## EXERCISE MATERIAL
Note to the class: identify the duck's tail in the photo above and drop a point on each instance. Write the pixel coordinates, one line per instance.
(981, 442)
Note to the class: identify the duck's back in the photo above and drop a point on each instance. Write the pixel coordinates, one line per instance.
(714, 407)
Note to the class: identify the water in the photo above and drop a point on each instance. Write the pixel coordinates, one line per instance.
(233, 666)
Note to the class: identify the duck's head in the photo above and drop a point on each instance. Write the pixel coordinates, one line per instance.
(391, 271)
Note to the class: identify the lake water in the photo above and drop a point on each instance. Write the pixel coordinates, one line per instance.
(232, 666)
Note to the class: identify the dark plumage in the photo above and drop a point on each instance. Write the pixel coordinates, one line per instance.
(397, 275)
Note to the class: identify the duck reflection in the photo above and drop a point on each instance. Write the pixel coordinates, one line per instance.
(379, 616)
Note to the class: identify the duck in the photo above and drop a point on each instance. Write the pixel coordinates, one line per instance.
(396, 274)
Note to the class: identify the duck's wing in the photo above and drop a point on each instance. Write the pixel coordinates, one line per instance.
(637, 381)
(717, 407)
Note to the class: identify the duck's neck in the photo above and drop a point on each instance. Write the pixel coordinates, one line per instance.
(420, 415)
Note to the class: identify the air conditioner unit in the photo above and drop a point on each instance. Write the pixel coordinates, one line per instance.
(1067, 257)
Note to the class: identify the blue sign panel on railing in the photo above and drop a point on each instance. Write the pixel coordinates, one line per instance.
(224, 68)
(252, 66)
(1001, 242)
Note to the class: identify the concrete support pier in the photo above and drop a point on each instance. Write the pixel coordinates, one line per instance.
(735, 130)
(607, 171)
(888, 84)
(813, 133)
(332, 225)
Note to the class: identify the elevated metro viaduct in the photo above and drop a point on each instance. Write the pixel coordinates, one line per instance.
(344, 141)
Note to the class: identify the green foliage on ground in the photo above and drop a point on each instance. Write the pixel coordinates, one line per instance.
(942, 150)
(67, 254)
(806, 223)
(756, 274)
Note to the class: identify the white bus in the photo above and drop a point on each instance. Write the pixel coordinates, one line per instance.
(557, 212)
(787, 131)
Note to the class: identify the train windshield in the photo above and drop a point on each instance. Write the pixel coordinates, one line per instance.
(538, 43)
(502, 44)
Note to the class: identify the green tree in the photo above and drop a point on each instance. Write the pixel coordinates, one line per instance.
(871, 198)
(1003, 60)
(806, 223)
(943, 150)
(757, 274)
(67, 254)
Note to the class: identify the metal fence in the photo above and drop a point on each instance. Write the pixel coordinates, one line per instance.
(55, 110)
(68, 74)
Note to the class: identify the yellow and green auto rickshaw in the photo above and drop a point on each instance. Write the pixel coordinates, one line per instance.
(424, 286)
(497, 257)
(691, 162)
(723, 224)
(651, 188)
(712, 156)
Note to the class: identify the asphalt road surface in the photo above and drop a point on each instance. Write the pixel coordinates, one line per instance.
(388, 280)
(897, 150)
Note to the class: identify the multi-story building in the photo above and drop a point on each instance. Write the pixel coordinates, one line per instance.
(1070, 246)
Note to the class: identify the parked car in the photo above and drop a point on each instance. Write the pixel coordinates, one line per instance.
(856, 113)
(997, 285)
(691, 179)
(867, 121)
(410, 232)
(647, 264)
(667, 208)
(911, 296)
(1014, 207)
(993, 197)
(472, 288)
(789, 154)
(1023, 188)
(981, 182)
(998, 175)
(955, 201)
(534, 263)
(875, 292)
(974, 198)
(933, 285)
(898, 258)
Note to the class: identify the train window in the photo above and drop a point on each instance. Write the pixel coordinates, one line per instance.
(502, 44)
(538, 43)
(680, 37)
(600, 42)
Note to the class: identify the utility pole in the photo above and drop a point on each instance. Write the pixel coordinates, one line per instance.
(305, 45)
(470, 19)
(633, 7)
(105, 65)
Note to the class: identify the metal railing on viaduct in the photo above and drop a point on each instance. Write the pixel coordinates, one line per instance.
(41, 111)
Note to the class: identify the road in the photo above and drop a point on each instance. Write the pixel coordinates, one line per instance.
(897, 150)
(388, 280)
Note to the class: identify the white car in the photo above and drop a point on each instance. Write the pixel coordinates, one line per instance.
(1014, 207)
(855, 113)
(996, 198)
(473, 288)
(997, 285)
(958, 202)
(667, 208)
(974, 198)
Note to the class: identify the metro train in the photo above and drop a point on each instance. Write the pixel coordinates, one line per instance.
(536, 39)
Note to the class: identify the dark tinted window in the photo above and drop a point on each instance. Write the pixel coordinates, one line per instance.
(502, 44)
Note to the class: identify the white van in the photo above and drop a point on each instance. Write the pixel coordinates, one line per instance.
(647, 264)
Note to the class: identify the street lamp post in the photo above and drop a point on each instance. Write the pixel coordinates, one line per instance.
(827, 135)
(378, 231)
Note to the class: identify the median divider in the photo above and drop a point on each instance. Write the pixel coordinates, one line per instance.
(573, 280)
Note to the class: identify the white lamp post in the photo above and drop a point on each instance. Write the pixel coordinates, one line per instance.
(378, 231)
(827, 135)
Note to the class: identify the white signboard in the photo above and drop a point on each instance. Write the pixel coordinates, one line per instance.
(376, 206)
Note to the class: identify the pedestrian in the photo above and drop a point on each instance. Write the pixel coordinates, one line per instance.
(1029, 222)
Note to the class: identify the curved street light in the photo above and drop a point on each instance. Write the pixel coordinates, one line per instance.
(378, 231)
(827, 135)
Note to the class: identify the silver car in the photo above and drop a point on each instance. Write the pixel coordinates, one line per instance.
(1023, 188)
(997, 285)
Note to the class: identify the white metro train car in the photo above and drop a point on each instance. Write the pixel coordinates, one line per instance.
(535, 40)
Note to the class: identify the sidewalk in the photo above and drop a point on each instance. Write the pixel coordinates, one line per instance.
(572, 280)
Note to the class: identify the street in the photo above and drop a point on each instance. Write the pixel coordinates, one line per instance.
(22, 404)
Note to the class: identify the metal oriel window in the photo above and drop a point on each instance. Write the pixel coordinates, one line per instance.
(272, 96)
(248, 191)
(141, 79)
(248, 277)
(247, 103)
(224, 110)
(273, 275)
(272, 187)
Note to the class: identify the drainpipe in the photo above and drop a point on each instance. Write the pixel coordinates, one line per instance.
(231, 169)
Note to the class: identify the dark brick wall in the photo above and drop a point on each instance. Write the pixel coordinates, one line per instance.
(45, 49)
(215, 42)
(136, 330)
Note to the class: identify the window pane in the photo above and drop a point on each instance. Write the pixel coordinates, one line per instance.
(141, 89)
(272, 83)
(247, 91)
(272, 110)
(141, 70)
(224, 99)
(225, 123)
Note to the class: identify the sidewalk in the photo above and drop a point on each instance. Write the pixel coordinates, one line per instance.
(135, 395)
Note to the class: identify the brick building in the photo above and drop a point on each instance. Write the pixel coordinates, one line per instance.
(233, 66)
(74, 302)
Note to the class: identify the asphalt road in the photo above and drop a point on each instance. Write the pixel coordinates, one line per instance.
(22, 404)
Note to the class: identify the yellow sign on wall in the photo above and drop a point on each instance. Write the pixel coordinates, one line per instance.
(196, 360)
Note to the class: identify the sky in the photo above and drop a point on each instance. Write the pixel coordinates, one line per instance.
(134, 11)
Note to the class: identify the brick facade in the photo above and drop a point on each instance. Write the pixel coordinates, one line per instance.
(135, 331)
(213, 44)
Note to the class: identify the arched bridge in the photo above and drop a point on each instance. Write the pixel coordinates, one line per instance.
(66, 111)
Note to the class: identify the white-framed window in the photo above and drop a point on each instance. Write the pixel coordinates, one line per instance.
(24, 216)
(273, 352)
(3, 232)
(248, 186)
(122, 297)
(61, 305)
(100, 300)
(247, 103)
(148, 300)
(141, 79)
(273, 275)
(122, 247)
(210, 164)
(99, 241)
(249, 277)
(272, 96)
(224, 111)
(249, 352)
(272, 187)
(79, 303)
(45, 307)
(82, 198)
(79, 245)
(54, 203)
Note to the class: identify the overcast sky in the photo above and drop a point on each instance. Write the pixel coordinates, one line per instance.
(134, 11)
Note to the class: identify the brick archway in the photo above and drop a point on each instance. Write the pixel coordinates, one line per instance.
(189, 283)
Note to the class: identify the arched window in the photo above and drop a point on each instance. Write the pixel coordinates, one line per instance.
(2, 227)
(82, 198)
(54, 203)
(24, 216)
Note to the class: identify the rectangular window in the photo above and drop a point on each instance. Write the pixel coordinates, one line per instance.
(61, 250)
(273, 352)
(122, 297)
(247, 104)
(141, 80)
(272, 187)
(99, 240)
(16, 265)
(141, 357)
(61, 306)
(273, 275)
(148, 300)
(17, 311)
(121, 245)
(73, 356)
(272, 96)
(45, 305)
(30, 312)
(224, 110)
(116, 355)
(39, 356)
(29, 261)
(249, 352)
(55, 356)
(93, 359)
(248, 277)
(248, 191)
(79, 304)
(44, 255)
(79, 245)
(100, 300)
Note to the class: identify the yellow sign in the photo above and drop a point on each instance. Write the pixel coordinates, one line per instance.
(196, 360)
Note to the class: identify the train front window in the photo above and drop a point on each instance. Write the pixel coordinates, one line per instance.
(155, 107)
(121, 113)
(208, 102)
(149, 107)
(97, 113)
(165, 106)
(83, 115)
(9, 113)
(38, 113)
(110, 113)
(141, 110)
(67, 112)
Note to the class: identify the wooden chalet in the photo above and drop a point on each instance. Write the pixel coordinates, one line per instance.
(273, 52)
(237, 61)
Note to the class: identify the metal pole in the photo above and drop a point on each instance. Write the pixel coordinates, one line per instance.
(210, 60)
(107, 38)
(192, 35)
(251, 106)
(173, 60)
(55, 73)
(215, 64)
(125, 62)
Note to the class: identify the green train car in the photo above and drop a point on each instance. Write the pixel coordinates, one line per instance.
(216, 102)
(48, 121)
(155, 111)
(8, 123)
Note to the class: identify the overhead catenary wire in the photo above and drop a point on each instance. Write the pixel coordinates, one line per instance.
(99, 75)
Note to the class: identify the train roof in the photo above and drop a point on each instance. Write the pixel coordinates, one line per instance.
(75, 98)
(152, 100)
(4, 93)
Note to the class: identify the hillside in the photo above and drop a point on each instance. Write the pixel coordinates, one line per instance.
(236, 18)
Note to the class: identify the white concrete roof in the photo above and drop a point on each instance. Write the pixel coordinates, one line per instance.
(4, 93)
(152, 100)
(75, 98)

## WHAT IS REQUIRED
Reproduce every line verbatim, starting with the line that contains "Note to the class: identify the train roof" and running down to the last line of the data above, including both.

## FINAL RESULT
Note to the class: identify the train roof in the photo above and drop a point on each instance. Write the pixel coordinates, one line per instance.
(75, 98)
(152, 100)
(4, 93)
Note to the class: identify the hillside in the photo above and drop a point on each instance. Write the pixel coordinates, one line per instance.
(236, 18)
Note to the class: identify the white concrete roof in the photo above and drop a point on each instance. Write the pixel coordinates, one line per instance.
(4, 93)
(152, 100)
(75, 98)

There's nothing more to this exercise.